Kesang Tseten - Entre patrie et exil

Un exilé en quête de son identité

vendredi 10 novembre 2000 par Webmestre

Un exilé d’Amérique retrouve sa patrie, le Tibet. Il est confronté à ses attentes et à la perte de ses illusions et tente de définir son identité.

Pour la première fois depuis son occupation par la Chine, le Tibet, au début des années ’80, s’est ouvert au monde. Dans la seule première année qui a suivi, il y eut probablement plus d’Occidentaux à se rendre au Tibet qu’il n’y en avait jamais eus au cours de toute son histoire.
Pour la première fois, après trente ans de séparation, les membres d’une même famille se trouvaient réunis. Ce fut, comme lors de la chute du mur de Berlin, une période à la fois pleine d’émotion et passionnante.

J’habitais alors en Amérique où j’étais étudiant. Je me souviens de ce petit groupe de Tibétains qui s’était rassemblé au Bureau du Tibet pour écouter, empli d’une immense émotion, ceux qui, de retour du Tibet, étaient venus raconter leur expérience.
Aux Etats-Unis comme ailleurs dans le monde, les médias parlaient alors fort peu du Tibet.
Pour ma part, je n’ai pris conscience de mon identité tibétaine et de mon statut d’exilé qu’assez tardivement, alors que j’étais à l’université.
La plus grande partie de mon enfance, presque dix ans, s’était passée à Kalimpong, près de Darjeeling, dans le confort d’un pensionnat presbytérien.
Les foyers du Dr Graham étaient destinés aux orphelins anglo-indiens. C’est donc en leur compagnie surtout que j’ai grandi, mais aussi avec des Bouthanais, des Sikkimais, d’autres enfants tibétains, des Népalais, des Naga, des Lushai, des Khasi.
A l’université, en Amérique, j’avais dévoré les livres qui parlaient du Tibet et étudié un peu la philosophie bouddhiste avec Robert Thurman. C’est d’ailleurs par cette approche littéraire que j’ai découvert mon identité tibétaine et que j’ai commencé à réaliser que j’étais tibétain. Malgré l’éloignement, ma connaissance du Tibet était empreinte d’une absolue passion.
Passion et éloignement, c’est souvent ainsi que l’on définit l’exil.

En 1985, quelques années après mon retour à Katmandou, j’eus la chance d’aller au Tibet. Par une ironie du sort, ce le fut en tant que guide touristique, mission qui semblait peu compatible avec mon état d’exilé.
Au début de mon périple se produisit un événement qui marqua le voyage que je fis plus tard dans mon village d’origine. C’est à Chengdu, dans un temple que nous visitions avant de prendre l’avion pour le Tibet, que je rencontrai pour la première fois des Tibétains.

**Données**

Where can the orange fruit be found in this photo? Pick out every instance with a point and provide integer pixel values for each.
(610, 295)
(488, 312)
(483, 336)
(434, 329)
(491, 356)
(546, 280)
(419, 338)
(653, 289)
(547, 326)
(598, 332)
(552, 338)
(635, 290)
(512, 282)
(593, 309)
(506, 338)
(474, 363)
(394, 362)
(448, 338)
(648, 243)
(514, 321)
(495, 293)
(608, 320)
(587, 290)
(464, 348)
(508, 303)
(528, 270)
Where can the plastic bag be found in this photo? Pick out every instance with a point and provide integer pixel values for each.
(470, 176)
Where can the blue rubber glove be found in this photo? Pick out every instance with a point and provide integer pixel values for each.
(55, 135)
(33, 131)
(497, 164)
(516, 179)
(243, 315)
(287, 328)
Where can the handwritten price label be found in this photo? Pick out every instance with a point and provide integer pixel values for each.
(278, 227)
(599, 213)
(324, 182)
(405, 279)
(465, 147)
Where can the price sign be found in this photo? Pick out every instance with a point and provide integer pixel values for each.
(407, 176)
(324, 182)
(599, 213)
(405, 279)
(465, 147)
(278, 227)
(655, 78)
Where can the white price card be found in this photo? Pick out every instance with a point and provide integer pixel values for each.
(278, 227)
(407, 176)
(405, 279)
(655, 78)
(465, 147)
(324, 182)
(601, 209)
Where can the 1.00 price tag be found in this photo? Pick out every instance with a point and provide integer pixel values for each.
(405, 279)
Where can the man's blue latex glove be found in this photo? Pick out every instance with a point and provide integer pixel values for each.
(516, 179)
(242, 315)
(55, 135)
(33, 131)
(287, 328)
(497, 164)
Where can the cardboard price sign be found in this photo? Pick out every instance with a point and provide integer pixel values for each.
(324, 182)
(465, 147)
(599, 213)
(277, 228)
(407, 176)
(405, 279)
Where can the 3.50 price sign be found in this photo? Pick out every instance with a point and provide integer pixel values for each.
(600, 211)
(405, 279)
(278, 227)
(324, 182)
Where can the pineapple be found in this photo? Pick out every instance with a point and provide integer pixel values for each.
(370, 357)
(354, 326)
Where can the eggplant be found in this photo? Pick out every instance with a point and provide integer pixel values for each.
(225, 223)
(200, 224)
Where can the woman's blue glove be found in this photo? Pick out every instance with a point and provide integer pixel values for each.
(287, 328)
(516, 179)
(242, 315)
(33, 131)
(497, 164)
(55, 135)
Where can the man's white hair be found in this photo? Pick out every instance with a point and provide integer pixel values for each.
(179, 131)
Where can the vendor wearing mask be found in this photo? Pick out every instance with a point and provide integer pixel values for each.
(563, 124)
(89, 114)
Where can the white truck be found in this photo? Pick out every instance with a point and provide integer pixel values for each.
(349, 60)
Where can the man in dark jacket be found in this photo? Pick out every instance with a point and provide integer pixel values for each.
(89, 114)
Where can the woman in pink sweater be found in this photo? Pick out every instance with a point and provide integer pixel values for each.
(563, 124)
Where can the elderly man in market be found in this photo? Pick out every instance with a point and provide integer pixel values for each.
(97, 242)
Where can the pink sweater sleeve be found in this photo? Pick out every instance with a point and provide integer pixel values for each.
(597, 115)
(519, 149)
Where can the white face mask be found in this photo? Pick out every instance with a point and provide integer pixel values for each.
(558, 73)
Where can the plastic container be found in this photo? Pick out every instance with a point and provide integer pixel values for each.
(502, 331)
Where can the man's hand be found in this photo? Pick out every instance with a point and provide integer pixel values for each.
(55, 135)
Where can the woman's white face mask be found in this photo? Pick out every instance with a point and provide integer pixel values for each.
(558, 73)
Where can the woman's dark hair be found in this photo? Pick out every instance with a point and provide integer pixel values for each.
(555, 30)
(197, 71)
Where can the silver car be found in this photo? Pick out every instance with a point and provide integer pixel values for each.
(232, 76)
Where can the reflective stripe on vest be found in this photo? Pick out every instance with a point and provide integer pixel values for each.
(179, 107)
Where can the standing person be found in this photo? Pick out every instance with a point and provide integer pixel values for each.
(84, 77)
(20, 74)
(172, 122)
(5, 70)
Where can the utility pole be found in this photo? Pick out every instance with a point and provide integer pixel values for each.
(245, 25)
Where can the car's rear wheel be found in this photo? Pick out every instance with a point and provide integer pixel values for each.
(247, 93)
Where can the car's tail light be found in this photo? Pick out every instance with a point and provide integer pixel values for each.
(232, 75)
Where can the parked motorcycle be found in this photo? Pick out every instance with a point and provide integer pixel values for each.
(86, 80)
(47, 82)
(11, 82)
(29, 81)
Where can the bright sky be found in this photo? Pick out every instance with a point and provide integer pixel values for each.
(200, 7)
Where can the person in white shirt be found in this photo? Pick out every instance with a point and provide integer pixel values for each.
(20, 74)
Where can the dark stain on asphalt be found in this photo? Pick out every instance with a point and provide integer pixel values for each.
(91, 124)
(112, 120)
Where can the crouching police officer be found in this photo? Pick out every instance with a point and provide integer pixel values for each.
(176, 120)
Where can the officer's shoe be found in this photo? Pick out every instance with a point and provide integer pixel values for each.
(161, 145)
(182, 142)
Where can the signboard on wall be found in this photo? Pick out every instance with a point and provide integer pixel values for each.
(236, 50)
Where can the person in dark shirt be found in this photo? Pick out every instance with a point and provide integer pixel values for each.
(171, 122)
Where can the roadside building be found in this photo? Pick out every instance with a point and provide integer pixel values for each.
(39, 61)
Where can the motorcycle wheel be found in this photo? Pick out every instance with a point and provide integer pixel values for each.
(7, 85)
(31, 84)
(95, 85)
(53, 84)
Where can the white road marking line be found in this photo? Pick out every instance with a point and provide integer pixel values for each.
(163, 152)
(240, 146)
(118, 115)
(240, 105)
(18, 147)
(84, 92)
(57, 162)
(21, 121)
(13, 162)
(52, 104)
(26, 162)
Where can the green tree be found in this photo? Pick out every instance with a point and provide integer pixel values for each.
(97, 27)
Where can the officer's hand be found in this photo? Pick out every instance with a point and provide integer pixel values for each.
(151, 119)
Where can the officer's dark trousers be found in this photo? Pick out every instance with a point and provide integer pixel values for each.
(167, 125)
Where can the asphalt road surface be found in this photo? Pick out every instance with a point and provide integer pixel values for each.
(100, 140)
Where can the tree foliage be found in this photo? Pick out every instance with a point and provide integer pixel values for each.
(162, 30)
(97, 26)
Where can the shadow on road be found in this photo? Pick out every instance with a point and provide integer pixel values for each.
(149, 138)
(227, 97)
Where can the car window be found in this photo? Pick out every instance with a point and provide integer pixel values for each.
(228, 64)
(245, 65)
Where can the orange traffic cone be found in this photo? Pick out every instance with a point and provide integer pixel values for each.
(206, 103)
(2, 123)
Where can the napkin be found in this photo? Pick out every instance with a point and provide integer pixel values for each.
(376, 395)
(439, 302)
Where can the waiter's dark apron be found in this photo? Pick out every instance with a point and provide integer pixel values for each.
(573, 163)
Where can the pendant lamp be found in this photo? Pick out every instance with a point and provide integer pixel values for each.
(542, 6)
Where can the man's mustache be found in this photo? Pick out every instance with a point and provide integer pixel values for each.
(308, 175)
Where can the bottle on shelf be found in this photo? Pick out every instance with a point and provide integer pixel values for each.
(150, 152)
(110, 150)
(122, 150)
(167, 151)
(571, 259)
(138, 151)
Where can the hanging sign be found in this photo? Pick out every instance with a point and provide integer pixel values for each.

**À faire**
- a) Traduisez en anglais cette phrase du récit sur le Tibet : « Passion et éloignement, c’est souvent ainsi que l’on définit l’exil. »
- b) Reprenez le récit sur le Tibet à la suite de sa dernière phrase.

**Réponses par tâche**
- a) Passion and distance: that is often how exile is defined.

- b)
Il y avait là une multitude de touristes chinois. Et, comme la religion avait été interdite depuis trois ou quatre décennies, la visite d’un temple bouddhiste prenait un caractère exotique. Soudain, de la foule grouillante des touristes émergea une famille de Tibétains. Ils étaient habillés à la tibétaine et, dans leurs cheveux tressés, les femmes arboraient des turquoises et de l’ambre. Les Chinois les prenaient pour des étrangers. Quelqu’un dans mon groupe s’exclama : "Mais qui sont ces gens-là ?".
Curieux, je m’approchai et, à ma grande surprise, les Tibétains s’adressèrent à moi en chinois. Je fis une nouvelle tentative et, à nouveau, ils me répondirent en chinois. Finalement, en tibétain, l’homme me fit savoir qu’ils étaient tibétains, puis, aussitôt, se remit à parler chinois. Troublé et désappointé, je m’éloignai.
En 1987, finalement, je me rendis à Gyelthang, mon village d’origine. C’est un endroit perdu, à l’extrême sud-est du Plateau tibétain, à 1 600 km de Lhassa.
Cette région, comme la majeure partie du Kham, fait désormais partie de la province chinoise du Yunnan. Elle est située à proximité de terres chinoises occupées par des groupes ethniques que les Chinois appellent des "nationalités minoritaires".
Je ne connaissais pas grand-chose de Gyelthang car j’avais grandi en exil. Le peu que j’en savais, je l’avais appris de ma mère - mon père étant décédé relativement jeune - et de mes compatriotes originaires de Gyelthang qui faisaient partie de ma communauté d’exil.

J’arrivais avec une certaine idée du Tibet fondée sur l’image que s’en font les exilés. Cette image identitaire a largement contribué à définir le concept d’une nation tibétaine dépendant d’un pouvoir central hégémonique. C’est ainsi que même nous, Tibétains de l’Est, nous étions censés considérer Lhassa, ses monuments, ses monastères, ses lacs et ses rivières, ses chants et la langue du Tibet central, comme des composantes typiques de l’identité tibétaine.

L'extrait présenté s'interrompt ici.